-------- Отрывок --------

21. «ВЗОЙДЕТ ОНА, ЗАРЯ ПЛЕНИТЕЛЬНОГО СЧАСТЬЯ…»

Пушкин! Сперва он вошел в жизнь Шадра трепетом нежной и грустной лирики: «На холмах Грузии лежит ночная мгла», раздольем русских песен о Стеньке Разине. Затем торжественной строгостью сонета «Поэту»: «Дорогою свободной иди, куда влечет тебя свободный ум, усовершенствуя плоды любимых дум, не требуя наград за подвиг благородный», — любил декламировать скульптор.

«Ты знаешь, — говорил он жене, — стихи Пушкина выражают мои мысли гораздо лучше и точнее, чем я мог бы выразить их сам».

К последним годам жизни он знал наизусть чуть ли не все стихи поэта, многие отрывки из поэм. «Последние восемь-десять лет жизни Пушкин был неразлучным спутником Ивана Дмитриевича», — свидетельствует Татьяна Владимировна.

Сотни раз обходил Шадр памятник Опекушина, всматриваясь, оценивая, размышляя о том, как сделал бы памятник поэту сам. «Слишком спокоен, слишком элегичен. В общем-то хорошо, но я бы лепил его более взволнованным, порывистым».

Сотни раз брался он за карандаш, намечая на бумаге свои идеи. Первые его заметки и рисунки относятся к 1935 году. Шадр рисует высокую колонну, поднимающуюся над всеми окружающими зданиями, колонну — постамент для фигуры. Подпись: «Поднялся выше он главою непокорной Александрийского столпа».

Этот замысел прожил всего несколько дней — Шадр почувствовал наивность его прямолинейности.

Еще несколько листков — попытки связать фигуру поэта с ростральными колоннами ленинградской биржевой площади.

1936 год. Пушкин на высокой скале, ветер развевает края его плаща. Подпись: «Неоформленная скала». Отдельно от рисунка выписана строчка: «Стою на утесе у края вершины».

Опять петербургские мотивы: невысокий постамент на берегу Невы; постамент этот вырастает из лежащего против Академии художеств сфинкса.

Январь 1937 года. Столетие со дня смерти Пушкина. Его торжественно отмечают и в Москве и в Ленинграде. Объявлен конкурс на создание памятника поэту. Шадр решает принять в нем участие.

--------

* [Задание]: Согласно отрывку о Шадре и Пушкине, к какому году относятся первые заметки и рисунки скульптора к памятнику поэту? Приведенные далее строки для работы не потребуются.

-------- Предоставленные данные --------

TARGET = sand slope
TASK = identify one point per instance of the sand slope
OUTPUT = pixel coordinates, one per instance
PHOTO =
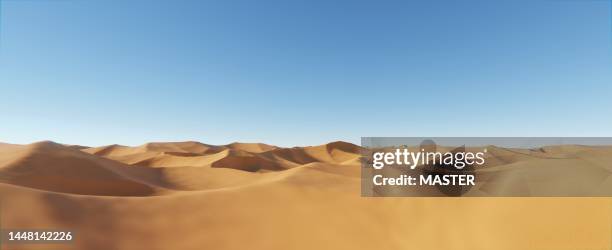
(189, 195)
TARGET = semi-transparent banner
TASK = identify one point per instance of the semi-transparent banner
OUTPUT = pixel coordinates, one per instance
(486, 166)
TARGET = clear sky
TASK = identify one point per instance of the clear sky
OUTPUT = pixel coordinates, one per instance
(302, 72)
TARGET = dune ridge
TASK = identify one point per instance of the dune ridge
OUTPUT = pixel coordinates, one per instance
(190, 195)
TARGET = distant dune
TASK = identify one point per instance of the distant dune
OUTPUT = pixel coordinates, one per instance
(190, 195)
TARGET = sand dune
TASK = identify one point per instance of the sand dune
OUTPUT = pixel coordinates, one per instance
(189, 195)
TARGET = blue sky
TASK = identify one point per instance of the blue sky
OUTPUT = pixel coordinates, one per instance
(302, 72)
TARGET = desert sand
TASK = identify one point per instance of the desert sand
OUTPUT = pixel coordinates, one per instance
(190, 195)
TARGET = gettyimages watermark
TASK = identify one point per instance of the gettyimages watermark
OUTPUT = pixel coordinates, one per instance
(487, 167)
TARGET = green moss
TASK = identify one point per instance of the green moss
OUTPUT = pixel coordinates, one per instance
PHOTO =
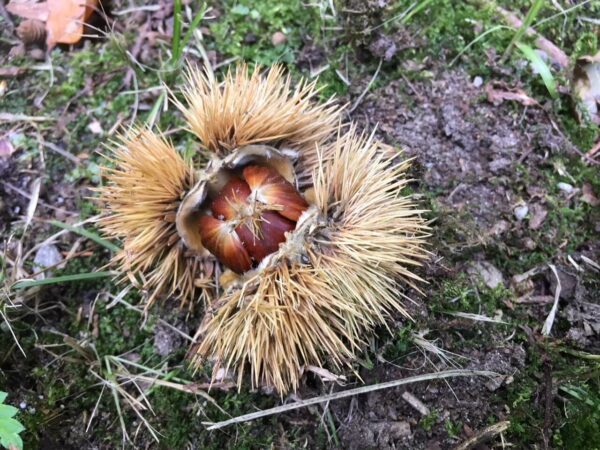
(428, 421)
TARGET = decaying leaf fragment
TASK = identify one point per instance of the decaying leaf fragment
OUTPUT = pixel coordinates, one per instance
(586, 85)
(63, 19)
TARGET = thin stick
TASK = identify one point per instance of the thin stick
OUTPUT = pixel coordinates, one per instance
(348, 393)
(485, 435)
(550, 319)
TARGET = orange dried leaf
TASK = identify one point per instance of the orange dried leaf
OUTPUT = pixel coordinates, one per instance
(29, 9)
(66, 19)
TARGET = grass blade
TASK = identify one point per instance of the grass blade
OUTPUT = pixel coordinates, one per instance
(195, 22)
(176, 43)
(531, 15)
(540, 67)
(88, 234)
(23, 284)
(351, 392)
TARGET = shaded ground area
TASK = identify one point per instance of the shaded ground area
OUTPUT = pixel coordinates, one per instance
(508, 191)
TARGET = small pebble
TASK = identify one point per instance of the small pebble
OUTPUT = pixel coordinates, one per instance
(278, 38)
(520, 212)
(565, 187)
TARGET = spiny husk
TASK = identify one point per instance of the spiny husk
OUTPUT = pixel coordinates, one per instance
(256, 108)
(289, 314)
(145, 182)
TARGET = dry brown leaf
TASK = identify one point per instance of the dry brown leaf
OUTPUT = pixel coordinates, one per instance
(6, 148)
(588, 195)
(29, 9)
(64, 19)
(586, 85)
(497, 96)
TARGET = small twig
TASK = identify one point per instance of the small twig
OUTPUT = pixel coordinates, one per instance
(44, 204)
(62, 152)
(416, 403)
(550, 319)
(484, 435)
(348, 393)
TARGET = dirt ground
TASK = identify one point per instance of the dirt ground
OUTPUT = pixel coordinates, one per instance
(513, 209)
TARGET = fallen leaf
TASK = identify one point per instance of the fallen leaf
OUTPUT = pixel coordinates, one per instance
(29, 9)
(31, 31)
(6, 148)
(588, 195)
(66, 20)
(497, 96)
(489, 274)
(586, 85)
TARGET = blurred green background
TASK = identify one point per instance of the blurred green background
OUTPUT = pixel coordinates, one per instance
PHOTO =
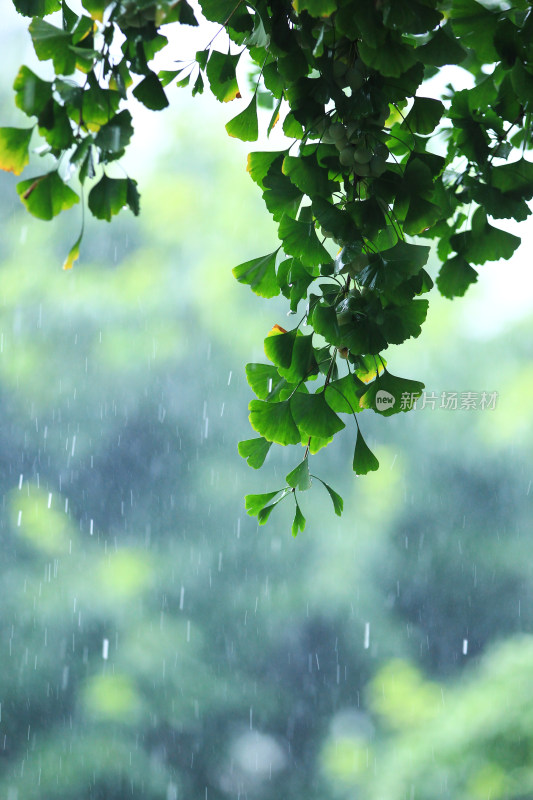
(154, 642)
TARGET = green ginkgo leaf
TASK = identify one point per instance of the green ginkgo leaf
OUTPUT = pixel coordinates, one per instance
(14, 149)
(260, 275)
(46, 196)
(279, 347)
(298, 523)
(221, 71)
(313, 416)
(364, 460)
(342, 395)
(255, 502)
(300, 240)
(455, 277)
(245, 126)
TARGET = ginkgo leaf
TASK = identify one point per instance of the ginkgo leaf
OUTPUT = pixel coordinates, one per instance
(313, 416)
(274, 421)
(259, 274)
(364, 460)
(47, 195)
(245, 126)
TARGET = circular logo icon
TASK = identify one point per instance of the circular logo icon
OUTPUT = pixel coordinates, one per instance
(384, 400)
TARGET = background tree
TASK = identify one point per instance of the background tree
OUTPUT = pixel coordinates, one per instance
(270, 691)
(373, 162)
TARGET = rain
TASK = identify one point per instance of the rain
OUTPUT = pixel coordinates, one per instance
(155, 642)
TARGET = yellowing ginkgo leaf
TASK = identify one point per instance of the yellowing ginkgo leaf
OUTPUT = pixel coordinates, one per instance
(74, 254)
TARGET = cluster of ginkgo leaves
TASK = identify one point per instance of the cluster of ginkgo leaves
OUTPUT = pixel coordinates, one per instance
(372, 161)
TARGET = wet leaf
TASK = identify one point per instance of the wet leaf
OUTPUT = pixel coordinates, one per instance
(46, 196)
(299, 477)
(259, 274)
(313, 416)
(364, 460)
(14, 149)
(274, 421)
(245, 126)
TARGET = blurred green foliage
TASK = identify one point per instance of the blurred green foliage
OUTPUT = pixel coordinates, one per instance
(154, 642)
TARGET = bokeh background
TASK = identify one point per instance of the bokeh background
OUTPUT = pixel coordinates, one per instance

--------

* [Ответ на задание]: К 1935 году.